* **Selected text**:
══════════

The original idea behind the European Coal and Steel Community, which later became the European Economic Community and then the European Union, was by a Frenchman who, after three big wars between France and Germany over the previous century, didn't want the old halves of the Frankish Empire fighting again (particularly in a world where Marxism-Leninism now dominated half of the continent and much of the broader world):

"The Schuman Declaration had the stated aim of preventing further antagonism between France and Germany[5] and among other European states[6] by tackling the root cause of war through the establishment of common foundations for economic development.[7] Schuman proposed the formation of the ECSC primarily with France and Germany in mind: "The coming together of the nations of Europe requires the elimination of the age-old opposition of France and Germany. Any action taken must in the first place concern these two countries."[6] Portraying the coal and steel industries as integral to the production of munitions,[8] Schuman proposed that uniting these two industries across France and Germany under an innovative supranational system (that also included a European anti-cartel agency) would "make war between France and Germany [...] not only unthinkable but materially impossible""

https://en.wikipedia.org/wiki/European_Coal_and_Steel_Community

Neil C's avatar

"Oswald Mosley was once Britain’s most passionate Europhile." He loved Europe so much he married his wife at the home of a German politician, with an Austrian present who went on to attempt to unite the continent!

CynthiaW's avatar

Very interesting piece.

Aidan Barrett's avatar

"The early sense of Christian identity noted by Fulcher arose because the new European civilisation, born on the borderlands between Latin and Germanic speakers not far from where today’s EU capital is based, was weak and vulnerable compared to the far more sophisticated Islamic civilisation which controlled the Mediterranean."

I recently finished a fascinating book I received for Christmas about the largely forgotten theological conflict of Late Antiquity between Monophysites and "Two Natures" Christians. The author details how the contingent triumph of the latter played a key role as to why Christianity's ancient heartlands of Egypt and the Levant were lost to the Persians and later the Muslim Arabs in the 7th Century. He speculates that had the Monophysites been victorious, with the lack of premature death of one emperor (Theodosius II), the Christian world would likely have remained centered on the South and (especially) East of the Mediterranean and what we would call the heartland of "Europe" would have remained peripheral and possibly even largely Arian!

https://www.amazon.ca/Jesus-Wars-Patriarchs-Emperors-Christians/dp/0061768936

Madjack's avatar

England has had a historic ambivalent ambiguous relationship with Europe, and continues to do so. Russia has also had an ambiguous ambivalent relationship with “Europe” and the dividing line has been contested for centuries, and is still being currently contested.

══════════

* **Directive a**:
From the comments on the origins of European unity, list every name shown with an avatar.

══════════

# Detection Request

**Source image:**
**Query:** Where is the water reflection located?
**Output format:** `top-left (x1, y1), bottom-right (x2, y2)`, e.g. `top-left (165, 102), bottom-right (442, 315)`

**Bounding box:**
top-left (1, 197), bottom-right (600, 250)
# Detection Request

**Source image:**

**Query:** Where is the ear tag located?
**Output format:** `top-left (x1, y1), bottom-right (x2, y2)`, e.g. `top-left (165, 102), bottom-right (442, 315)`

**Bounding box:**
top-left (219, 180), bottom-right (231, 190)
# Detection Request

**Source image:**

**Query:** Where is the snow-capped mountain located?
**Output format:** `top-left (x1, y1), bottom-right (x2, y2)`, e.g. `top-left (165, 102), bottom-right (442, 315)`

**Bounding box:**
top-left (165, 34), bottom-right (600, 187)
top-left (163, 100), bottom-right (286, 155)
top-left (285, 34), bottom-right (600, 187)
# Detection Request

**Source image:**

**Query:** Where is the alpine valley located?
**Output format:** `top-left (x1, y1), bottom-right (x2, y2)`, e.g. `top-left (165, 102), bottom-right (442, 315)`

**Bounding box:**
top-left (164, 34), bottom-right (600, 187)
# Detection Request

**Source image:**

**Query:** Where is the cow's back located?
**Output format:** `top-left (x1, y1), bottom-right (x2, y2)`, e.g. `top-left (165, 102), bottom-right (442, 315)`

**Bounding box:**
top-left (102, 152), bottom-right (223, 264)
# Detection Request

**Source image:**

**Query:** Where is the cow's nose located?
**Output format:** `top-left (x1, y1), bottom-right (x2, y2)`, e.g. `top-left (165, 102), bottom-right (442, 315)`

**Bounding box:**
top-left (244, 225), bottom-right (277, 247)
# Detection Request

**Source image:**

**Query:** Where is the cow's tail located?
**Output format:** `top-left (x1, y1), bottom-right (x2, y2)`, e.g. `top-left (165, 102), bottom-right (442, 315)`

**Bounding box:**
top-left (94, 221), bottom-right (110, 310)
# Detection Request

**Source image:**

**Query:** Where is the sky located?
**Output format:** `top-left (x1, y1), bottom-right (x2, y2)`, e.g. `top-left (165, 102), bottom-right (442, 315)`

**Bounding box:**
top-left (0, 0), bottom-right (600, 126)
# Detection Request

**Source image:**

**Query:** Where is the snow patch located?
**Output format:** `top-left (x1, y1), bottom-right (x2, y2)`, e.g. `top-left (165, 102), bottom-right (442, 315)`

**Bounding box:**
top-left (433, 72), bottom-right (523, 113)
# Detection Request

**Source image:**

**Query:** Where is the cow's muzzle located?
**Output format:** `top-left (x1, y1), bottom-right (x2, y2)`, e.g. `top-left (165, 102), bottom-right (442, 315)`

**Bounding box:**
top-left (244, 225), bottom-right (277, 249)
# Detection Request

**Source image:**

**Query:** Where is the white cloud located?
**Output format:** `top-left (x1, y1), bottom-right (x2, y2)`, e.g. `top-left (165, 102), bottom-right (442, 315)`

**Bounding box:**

══════════

* **Directive b**:
Rewrite the rows from the start up to and including the line with "top-left (219, 180), bottom-right (231, 190)", changing "Query" to "Prompt" and leaving everything else as it is.

* **Correct result a**:
Neil C, CynthiaW, Aidan Barrett, Madjack

* **Correct result b**:
# Detection Request

**Source image:**
**Prompt:** Where is the water reflection located?
**Output format:** `top-left (x1, y1), bottom-right (x2, y2)`, e.g. `top-left (165, 102), bottom-right (442, 315)`

**Bounding box:**
top-left (1, 197), bottom-right (600, 250)
# Detection Request

**Source image:**

**Prompt:** Where is the ear tag located?
**Output format:** `top-left (x1, y1), bottom-right (x2, y2)`, e.g. `top-left (165, 102), bottom-right (442, 315)`

**Bounding box:**
top-left (219, 180), bottom-right (231, 190)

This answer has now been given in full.